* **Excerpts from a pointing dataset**
-.-.-
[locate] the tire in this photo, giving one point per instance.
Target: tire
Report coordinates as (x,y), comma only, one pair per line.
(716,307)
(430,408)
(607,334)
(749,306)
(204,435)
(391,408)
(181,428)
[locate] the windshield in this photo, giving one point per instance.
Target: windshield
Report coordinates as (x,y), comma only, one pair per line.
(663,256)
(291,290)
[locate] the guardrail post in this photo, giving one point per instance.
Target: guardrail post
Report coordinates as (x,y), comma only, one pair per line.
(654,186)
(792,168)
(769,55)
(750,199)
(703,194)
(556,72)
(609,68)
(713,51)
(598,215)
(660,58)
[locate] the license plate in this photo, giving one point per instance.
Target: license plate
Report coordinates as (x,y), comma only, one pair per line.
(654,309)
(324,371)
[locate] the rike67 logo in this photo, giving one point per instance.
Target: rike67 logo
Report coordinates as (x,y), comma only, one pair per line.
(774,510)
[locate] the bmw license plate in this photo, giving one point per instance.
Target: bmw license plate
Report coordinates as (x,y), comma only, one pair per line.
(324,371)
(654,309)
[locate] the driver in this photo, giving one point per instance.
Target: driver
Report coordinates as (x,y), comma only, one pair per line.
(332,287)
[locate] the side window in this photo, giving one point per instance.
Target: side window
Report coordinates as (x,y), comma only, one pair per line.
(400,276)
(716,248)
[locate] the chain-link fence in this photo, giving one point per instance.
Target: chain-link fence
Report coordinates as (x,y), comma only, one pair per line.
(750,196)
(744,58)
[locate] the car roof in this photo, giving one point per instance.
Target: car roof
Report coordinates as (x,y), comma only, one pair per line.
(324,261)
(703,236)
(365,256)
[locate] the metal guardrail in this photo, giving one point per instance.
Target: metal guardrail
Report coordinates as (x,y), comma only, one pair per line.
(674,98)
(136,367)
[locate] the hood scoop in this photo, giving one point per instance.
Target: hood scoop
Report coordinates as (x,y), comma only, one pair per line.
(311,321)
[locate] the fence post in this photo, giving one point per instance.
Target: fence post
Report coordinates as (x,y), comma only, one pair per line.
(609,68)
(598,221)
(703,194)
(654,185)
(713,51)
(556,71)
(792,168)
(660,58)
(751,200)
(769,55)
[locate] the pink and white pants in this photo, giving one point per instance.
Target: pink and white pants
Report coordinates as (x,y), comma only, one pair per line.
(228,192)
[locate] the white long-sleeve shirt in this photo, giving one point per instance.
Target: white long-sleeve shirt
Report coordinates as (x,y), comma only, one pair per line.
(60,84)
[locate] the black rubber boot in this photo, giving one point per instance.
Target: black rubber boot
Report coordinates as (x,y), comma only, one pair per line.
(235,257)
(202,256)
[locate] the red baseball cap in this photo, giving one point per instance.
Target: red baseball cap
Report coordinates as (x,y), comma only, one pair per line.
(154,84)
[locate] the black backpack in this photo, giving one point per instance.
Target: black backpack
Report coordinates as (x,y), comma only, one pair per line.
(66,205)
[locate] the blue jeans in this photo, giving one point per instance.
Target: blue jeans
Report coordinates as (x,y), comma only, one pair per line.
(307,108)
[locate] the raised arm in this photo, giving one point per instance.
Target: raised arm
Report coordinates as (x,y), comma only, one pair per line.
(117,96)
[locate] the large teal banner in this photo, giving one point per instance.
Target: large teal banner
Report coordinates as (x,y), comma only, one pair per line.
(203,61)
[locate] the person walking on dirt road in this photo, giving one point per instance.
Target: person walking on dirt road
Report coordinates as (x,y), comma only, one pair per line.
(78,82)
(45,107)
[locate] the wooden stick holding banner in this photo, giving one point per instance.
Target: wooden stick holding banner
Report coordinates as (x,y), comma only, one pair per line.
-.-.-
* **Goal**
Give all of the data above as a JSON list of strings, with one string for each line and blank lines left out.

* **Task output**
[
  "[locate] the tire in this photo, giving one point per instance.",
  "Target: tire",
  "Report coordinates as (x,y), comma only, one pair per line.",
  "(716,307)",
  "(430,408)",
  "(607,334)",
  "(749,306)",
  "(204,435)",
  "(391,408)",
  "(181,428)",
  "[locate] the windshield in this photo, giving one point per instance.",
  "Target: windshield",
  "Report coordinates as (x,y), comma only, one pair per line.",
  "(663,256)",
  "(291,290)",
  "[locate] the guardrail post in this photo, giving one point per instance.",
  "Target: guardrail post",
  "Report coordinates as (x,y), comma only, one pair per line.",
  "(654,186)",
  "(792,168)",
  "(769,55)",
  "(750,199)",
  "(703,194)",
  "(556,72)",
  "(609,68)",
  "(713,51)",
  "(598,215)",
  "(660,58)",
  "[locate] the license plate in this photo, giving one point per instance.",
  "Target: license plate",
  "Report coordinates as (x,y), comma only, one pair per line.",
  "(654,309)",
  "(324,371)",
  "[locate] the rike67 logo in this photo, giving one point per instance.",
  "Target: rike67 logo",
  "Report coordinates as (x,y), comma only, one pair per line.",
  "(774,510)",
  "[locate] the bmw license plate in this photo, giving one point per instance.",
  "Target: bmw license plate",
  "Report coordinates as (x,y), comma only, one pair per line.",
  "(324,371)",
  "(654,309)",
  "[locate] the driver in this photo, giving one point per instance.",
  "Target: driver",
  "Report coordinates as (x,y), comma only, one pair per line.",
  "(332,287)",
  "[locate] the side window in this photo, giving one point per instance.",
  "Target: side window",
  "Report coordinates as (x,y), comma only, one pair per line.",
  "(400,276)",
  "(716,248)",
  "[locate] the chain-link fence in this photo, giving one point per instance.",
  "Target: chain-link fence",
  "Report coordinates as (x,y), comma only, one pair per line.",
  "(750,196)",
  "(744,58)",
  "[locate] the car roof in this photo, giving one point per instance.",
  "Target: car roof",
  "Report coordinates as (x,y), comma only, one pair per line.",
  "(324,261)",
  "(703,236)",
  "(365,256)",
  "[locate] the metal guardrail in this photo, giving one point per instance.",
  "Target: metal guardrail",
  "Report coordinates as (x,y), comma only, one pair per line.",
  "(674,98)",
  "(136,367)",
  "[locate] the hood scoop in this photo, giving one point per instance.",
  "Target: hood scoop",
  "Report coordinates as (x,y), comma only, one pair per line.",
  "(311,321)",
  "[locate] the fence post in this photo, giving one point per instance.",
  "Target: fence post",
  "Report coordinates as (x,y), comma only, one pair per line.",
  "(609,68)",
  "(598,221)",
  "(703,194)",
  "(654,185)",
  "(713,51)",
  "(556,71)",
  "(792,168)",
  "(660,58)",
  "(751,200)",
  "(769,55)",
  "[locate] the pink and white pants in this photo, giving one point per instance.",
  "Target: pink and white pants",
  "Report coordinates as (x,y), comma only, one pair per line.",
  "(228,192)",
  "[locate] the white long-sleeve shirt in this photo, giving one point per instance.",
  "Target: white long-sleeve shirt",
  "Report coordinates as (x,y), comma only, one pair per line.",
  "(60,84)",
  "[locate] the black rubber boot in this photo, giving one point per instance.",
  "Target: black rubber boot",
  "Report coordinates as (x,y), comma only, one pair per line.",
  "(235,257)",
  "(202,256)",
  "[locate] the red baseball cap in this photo, giving one point per instance.",
  "Target: red baseball cap",
  "Report coordinates as (x,y), comma only, one pair per line.",
  "(154,84)",
  "[locate] the black backpack in this photo, giving one point per instance.",
  "Target: black backpack",
  "Report coordinates as (x,y), comma only, one pair per line.",
  "(66,205)",
  "[locate] the blue jeans in this photo, giving one point per instance.",
  "Target: blue jeans",
  "Report coordinates as (x,y), comma only, one pair per line.",
  "(307,108)",
  "[locate] the raised arm in this photo, giving one point per instance.",
  "Target: raised arm",
  "Report coordinates as (x,y), comma only, one pair per line.",
  "(117,96)",
  "[locate] the large teal banner in this photo, giving one point per instance.",
  "Target: large teal banner",
  "Report coordinates as (x,y), comma only, one pair per line.",
  "(203,61)",
  "[locate] the person walking on dirt road in this photo, giving one point per instance.",
  "Target: person walking on dirt road",
  "Report coordinates as (x,y), comma only, one pair per line.",
  "(78,82)",
  "(45,107)",
  "[locate] the wooden stick holding banner in this photo, giving one point per instance.",
  "Target: wooden stick holding banner",
  "Report coordinates as (x,y), comma only, one pair per line."
]